# Directions
Only lines holding "table" are wanted; copy each of them from the records below.

# Given data
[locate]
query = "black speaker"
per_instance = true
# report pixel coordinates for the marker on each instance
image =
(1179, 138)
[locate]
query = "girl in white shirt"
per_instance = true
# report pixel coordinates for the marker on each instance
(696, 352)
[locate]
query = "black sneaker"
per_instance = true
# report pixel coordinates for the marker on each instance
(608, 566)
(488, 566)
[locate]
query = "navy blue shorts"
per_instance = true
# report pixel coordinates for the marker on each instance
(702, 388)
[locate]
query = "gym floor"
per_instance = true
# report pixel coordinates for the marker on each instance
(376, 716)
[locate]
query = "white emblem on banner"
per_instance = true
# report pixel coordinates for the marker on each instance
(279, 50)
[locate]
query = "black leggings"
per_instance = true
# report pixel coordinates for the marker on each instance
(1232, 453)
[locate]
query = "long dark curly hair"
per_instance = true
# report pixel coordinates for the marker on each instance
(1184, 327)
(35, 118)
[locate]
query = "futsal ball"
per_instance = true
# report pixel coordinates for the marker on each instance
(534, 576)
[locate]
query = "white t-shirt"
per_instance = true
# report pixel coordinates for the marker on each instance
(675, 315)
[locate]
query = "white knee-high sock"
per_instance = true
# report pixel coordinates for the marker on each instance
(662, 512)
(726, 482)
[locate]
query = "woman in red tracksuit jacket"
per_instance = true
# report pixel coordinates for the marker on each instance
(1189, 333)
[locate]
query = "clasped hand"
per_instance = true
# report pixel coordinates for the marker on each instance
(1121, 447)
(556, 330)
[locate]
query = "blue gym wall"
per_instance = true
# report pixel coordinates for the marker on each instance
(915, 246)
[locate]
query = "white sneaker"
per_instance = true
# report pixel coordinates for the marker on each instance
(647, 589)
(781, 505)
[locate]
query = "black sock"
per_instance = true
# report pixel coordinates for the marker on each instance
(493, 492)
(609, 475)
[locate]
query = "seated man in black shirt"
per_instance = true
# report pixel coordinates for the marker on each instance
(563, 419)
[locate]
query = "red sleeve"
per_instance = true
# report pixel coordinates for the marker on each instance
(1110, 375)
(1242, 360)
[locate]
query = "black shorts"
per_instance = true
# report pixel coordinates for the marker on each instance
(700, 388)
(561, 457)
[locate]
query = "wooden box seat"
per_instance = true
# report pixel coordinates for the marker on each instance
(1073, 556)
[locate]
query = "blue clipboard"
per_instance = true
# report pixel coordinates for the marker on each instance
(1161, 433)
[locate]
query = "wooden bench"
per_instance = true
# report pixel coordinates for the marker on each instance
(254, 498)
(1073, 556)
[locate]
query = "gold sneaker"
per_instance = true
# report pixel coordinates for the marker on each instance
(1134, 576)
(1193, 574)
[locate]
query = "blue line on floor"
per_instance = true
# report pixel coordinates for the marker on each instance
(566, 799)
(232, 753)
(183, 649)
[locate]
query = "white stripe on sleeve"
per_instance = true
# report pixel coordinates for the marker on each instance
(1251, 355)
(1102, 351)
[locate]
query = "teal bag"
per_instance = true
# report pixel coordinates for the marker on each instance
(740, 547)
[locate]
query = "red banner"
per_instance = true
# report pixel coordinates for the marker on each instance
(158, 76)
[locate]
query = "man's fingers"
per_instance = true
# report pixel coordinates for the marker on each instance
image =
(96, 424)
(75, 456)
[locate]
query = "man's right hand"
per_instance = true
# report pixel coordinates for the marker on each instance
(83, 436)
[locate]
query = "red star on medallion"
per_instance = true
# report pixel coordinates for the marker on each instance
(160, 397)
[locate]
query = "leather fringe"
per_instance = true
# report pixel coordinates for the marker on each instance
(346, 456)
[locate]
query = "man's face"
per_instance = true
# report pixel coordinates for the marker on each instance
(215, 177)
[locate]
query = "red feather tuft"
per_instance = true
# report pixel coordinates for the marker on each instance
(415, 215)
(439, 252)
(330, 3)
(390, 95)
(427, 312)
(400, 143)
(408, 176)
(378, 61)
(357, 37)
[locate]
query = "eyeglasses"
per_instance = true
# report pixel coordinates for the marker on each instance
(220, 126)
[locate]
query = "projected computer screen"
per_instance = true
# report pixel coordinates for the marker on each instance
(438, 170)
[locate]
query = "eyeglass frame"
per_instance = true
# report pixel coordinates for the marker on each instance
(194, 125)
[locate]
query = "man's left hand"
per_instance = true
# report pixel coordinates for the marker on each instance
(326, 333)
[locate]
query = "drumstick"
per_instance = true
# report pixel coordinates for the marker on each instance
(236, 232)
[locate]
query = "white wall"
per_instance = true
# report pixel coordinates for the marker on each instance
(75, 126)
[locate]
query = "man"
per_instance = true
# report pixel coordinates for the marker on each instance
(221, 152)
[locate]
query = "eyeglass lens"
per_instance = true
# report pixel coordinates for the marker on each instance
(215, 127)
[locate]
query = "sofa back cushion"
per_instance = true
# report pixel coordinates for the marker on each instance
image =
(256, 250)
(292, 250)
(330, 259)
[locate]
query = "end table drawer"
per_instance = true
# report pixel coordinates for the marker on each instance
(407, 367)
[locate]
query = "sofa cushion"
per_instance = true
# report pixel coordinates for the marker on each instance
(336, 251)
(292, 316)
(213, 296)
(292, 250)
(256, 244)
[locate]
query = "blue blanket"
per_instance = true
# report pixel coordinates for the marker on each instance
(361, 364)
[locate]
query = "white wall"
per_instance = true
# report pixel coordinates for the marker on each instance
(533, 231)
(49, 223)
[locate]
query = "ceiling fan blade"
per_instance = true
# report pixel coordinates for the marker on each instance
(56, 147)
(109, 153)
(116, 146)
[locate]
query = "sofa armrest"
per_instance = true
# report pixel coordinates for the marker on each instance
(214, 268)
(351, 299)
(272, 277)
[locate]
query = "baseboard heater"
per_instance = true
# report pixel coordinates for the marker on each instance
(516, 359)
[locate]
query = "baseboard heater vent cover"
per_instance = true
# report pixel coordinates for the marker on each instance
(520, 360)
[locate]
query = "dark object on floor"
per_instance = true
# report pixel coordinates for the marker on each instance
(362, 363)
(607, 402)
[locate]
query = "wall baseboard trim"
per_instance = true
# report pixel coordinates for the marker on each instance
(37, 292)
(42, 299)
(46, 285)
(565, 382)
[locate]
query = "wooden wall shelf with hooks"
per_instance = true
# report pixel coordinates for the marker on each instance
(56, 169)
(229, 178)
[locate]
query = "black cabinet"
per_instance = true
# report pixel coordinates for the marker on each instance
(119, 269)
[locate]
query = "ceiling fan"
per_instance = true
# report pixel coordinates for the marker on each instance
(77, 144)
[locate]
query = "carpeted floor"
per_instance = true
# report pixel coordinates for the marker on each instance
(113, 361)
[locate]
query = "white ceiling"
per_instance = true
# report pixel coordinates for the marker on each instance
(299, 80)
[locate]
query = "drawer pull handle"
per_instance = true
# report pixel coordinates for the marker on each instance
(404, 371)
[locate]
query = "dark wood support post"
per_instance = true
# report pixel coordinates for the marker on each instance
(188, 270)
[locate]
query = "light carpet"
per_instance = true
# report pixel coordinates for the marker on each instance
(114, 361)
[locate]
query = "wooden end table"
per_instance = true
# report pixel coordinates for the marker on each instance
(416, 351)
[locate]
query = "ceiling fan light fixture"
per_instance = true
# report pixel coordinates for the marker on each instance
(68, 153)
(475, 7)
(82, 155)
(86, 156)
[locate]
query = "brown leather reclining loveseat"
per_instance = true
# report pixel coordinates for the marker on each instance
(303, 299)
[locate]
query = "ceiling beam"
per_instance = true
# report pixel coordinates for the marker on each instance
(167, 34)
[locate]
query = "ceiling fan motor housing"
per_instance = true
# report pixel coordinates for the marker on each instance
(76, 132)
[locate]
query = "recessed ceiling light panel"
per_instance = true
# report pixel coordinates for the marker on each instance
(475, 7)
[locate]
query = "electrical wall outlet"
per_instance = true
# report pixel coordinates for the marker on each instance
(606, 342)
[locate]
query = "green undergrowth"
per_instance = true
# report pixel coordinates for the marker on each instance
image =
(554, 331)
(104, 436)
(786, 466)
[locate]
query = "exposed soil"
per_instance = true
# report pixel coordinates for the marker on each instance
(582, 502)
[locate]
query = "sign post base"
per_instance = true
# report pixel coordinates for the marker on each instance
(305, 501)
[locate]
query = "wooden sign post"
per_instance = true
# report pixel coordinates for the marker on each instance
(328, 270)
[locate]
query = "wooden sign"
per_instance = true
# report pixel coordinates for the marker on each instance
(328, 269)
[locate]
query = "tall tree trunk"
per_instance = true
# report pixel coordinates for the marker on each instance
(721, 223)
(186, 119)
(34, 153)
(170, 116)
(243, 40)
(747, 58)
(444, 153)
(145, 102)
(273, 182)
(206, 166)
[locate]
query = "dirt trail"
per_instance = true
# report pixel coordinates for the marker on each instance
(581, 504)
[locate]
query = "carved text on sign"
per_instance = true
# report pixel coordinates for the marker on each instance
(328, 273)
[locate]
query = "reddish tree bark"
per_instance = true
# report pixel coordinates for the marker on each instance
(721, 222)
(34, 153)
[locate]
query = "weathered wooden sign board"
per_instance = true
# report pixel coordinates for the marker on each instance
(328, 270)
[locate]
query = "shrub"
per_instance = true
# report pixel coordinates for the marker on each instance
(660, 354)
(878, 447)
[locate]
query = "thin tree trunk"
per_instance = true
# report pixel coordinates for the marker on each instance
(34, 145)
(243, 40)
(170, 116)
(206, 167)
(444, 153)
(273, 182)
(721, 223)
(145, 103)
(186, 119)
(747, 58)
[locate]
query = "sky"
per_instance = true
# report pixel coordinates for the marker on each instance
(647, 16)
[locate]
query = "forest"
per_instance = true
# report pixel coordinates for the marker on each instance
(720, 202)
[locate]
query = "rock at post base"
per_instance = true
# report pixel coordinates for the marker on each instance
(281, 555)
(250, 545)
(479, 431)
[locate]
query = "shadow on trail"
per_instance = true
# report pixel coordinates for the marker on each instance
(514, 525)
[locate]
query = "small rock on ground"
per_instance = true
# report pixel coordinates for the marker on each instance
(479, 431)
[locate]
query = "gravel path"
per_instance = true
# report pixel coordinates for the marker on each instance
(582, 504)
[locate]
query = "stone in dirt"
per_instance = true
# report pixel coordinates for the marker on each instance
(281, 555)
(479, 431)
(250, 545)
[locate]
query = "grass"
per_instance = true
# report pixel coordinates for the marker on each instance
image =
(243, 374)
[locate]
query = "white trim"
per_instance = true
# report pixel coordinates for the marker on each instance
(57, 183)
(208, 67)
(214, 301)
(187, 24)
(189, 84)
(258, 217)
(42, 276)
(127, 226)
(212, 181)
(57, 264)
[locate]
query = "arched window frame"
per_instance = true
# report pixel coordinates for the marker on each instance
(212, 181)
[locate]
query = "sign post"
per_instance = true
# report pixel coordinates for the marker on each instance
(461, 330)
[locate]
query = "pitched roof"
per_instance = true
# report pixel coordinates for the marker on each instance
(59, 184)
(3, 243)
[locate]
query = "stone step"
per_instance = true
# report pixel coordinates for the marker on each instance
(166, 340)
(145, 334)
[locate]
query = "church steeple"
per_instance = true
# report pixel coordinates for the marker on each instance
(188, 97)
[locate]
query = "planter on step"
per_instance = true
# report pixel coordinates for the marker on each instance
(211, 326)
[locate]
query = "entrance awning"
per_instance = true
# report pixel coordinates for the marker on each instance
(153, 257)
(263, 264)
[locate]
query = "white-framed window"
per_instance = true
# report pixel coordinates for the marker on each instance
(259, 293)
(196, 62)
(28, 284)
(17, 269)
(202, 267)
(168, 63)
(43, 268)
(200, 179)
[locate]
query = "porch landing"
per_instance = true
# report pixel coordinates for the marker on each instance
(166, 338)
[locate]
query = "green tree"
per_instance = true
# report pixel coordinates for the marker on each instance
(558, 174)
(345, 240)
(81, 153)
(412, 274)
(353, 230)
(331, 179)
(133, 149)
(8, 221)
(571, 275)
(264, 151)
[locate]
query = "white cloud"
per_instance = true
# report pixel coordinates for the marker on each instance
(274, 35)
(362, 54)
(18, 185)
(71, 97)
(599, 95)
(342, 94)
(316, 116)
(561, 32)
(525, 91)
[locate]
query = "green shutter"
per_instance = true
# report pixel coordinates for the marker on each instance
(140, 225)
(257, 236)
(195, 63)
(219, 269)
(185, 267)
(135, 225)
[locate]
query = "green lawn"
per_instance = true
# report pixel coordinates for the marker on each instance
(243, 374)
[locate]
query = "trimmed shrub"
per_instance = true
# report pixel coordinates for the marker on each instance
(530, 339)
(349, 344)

# Task solution
query = "end table drawer"
query = "wooden end table"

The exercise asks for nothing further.